EXERCISE AIM
Find the line containing "Camera-trap tally: mark every instance of the house", then output it and every line after it through the end of the listing below, exactly as written.

RECORDS FOR THIS EXERCISE
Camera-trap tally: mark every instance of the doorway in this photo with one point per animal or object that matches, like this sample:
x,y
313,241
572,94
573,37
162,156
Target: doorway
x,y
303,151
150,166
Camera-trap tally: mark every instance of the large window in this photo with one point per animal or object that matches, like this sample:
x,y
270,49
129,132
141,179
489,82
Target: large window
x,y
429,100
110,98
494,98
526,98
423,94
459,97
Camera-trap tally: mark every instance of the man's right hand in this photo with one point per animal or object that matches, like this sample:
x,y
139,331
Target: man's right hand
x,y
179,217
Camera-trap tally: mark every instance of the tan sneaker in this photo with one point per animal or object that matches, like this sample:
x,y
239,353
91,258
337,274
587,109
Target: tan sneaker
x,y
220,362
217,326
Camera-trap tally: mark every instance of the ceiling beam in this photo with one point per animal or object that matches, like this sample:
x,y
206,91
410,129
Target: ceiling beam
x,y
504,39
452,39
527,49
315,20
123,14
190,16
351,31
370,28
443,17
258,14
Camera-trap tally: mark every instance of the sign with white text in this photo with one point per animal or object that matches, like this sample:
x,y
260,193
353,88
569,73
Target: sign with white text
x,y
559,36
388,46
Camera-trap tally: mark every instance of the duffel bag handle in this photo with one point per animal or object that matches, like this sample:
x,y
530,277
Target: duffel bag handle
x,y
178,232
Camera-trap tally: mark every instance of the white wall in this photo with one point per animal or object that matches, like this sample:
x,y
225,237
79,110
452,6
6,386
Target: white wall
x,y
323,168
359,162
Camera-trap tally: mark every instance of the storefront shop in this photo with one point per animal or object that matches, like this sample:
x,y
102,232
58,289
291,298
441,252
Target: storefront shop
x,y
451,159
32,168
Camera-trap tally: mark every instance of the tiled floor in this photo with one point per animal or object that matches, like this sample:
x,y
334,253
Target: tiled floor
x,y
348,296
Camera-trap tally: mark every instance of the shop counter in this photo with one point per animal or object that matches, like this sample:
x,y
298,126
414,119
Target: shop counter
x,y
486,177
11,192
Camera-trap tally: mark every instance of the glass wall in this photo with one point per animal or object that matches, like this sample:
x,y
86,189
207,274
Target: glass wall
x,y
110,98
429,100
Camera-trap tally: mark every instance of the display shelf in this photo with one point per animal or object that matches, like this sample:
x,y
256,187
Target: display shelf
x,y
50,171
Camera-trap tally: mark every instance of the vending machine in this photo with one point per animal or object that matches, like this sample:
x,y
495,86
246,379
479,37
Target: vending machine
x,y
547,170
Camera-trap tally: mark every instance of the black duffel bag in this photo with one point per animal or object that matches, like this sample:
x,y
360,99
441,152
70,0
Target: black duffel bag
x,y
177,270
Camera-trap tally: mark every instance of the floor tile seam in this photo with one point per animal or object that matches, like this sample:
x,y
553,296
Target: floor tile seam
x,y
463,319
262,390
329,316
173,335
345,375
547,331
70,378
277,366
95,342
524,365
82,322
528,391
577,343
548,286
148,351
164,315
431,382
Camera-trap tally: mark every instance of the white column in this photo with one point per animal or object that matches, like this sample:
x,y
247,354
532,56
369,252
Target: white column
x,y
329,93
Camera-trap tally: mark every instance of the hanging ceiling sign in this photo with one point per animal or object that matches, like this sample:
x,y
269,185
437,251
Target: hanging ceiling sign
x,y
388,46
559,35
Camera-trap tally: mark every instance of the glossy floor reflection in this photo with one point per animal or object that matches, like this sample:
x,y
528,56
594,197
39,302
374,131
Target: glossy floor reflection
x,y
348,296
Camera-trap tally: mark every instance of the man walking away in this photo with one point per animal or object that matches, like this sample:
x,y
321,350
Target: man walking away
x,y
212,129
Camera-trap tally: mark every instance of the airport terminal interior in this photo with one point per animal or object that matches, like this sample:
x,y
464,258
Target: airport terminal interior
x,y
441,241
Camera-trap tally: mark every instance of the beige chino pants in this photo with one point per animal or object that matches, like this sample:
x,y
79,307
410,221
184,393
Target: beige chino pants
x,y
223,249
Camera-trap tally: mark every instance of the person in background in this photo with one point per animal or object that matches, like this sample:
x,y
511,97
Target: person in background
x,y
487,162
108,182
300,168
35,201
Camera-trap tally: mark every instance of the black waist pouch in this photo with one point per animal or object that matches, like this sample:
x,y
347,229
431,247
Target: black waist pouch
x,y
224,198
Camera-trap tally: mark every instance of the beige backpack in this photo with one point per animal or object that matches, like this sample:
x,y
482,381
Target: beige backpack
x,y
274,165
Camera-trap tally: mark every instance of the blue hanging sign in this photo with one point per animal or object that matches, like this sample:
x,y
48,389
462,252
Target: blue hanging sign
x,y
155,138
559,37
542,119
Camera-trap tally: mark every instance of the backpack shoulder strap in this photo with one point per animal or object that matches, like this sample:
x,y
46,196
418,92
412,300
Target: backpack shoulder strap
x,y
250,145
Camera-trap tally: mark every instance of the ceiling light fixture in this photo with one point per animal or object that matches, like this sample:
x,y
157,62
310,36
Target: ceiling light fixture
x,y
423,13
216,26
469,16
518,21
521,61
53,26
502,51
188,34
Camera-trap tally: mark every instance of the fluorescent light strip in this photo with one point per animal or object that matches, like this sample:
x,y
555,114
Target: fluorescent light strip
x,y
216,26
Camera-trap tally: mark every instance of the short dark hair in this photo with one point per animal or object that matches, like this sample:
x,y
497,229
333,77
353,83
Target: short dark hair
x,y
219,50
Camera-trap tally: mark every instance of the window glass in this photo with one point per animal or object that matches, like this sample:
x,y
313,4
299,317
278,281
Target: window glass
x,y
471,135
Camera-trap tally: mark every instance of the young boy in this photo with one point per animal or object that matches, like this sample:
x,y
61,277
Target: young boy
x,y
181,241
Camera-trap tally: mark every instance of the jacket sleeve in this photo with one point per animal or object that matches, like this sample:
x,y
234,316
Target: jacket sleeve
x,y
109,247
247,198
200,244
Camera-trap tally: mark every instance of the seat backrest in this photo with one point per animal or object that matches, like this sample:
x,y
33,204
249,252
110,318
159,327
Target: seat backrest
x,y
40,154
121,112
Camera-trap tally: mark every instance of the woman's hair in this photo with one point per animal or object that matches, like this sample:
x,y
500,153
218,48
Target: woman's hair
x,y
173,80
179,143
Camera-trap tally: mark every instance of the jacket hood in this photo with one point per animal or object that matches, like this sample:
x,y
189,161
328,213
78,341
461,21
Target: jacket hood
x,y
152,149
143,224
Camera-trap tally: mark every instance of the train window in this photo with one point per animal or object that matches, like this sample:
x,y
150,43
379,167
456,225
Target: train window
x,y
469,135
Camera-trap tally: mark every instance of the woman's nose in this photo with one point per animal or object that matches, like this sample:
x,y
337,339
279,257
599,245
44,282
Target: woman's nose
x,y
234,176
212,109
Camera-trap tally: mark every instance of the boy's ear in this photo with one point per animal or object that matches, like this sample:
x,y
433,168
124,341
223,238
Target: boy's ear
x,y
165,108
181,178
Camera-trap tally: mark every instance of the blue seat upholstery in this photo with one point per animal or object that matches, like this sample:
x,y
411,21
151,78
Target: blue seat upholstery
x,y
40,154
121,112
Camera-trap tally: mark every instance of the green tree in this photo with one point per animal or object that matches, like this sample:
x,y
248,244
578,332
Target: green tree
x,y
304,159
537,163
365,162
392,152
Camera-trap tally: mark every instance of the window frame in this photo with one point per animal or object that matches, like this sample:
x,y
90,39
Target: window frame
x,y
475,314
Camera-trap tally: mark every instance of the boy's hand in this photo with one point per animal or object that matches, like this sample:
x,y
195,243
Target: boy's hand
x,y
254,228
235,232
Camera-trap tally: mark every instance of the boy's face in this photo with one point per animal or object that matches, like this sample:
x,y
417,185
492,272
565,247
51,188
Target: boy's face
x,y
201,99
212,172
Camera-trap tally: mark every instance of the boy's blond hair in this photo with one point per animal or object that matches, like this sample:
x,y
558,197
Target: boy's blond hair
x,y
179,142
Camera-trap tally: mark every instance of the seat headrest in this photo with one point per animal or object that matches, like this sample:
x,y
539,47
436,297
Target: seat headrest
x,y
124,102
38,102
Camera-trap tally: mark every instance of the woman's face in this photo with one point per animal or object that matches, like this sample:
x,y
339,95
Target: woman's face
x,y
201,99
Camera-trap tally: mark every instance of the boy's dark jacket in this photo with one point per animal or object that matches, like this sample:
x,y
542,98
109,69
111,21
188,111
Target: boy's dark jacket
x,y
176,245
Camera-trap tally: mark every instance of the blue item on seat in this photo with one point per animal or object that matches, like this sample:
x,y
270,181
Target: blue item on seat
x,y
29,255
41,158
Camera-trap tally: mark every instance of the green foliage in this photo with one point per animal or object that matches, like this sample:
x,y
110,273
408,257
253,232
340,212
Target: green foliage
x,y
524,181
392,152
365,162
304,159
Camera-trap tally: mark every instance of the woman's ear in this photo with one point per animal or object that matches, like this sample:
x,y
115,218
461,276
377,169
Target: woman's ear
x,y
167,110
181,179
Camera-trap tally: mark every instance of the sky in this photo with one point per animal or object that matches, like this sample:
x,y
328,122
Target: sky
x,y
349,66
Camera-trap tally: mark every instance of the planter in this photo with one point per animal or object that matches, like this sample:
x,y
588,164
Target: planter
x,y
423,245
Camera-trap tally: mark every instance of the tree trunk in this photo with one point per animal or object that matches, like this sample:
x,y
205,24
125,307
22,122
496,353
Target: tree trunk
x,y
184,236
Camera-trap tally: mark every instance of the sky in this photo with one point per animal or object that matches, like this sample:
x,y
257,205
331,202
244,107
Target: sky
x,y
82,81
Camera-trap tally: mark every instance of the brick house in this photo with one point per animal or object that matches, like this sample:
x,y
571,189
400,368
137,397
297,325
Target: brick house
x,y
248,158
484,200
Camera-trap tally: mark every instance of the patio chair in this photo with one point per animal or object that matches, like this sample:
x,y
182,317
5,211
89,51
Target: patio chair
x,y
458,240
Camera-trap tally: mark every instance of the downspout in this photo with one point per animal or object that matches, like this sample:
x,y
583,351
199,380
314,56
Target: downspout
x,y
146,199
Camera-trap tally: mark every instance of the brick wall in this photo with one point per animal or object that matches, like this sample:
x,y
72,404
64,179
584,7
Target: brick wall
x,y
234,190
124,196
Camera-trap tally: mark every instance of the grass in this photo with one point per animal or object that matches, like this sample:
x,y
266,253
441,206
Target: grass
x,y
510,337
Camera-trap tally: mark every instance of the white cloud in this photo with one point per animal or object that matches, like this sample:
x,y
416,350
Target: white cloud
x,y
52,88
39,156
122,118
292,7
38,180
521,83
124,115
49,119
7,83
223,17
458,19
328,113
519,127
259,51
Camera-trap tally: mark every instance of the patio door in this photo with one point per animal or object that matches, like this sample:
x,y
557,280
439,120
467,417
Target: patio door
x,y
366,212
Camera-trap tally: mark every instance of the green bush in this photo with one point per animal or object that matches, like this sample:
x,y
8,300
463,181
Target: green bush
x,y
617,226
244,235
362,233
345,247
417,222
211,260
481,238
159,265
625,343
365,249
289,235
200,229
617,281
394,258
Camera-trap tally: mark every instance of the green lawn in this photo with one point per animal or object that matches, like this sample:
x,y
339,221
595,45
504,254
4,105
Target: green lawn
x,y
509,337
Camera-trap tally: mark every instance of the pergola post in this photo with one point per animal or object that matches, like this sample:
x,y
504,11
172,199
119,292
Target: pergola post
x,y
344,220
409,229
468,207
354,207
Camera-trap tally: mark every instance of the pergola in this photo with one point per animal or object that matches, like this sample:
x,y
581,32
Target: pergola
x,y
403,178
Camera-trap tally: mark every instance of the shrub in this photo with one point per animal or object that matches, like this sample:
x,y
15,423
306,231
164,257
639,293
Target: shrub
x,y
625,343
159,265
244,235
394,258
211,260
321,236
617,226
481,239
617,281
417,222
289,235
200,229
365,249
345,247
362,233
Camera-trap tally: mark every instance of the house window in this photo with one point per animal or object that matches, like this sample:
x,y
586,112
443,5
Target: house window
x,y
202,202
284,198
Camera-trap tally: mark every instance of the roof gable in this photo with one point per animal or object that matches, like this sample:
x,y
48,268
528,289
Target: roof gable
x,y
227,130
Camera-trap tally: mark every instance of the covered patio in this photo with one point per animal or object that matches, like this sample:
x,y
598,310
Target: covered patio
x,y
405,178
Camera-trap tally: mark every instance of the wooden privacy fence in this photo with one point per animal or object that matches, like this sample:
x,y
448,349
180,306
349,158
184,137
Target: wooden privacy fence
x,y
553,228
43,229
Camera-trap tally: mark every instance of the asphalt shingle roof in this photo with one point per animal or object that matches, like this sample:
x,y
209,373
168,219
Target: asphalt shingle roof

RESPONSE TO THIS TASK
Camera-trap tally: mark every instance of the house window in this photo with one point per animal or object that matches, like this sample:
x,y
586,112
443,5
Target: house window
x,y
202,202
284,198
Camera-trap tally: mark every instance of the roof gable in this photo with one point per animal or object that matches, like this sample:
x,y
48,268
528,289
Target: roof gable
x,y
227,130
Camera-trap tally: mark every instance of the covered patio in this photo with one point per animal or object that matches, like this sample:
x,y
598,310
Target: covered patio
x,y
405,178
Camera-trap tally: mark every instance of the wooden privacy fence in this photo with one point per animal or object that matches, like this sample:
x,y
448,349
180,306
349,158
184,137
Target: wooden privacy fence
x,y
553,228
43,229
Camera-trap tally: mark every instance of the asphalt shingle roof in this photo with one point per animal or object that matches, like this sample:
x,y
209,373
168,219
Target: asphalt shingle roof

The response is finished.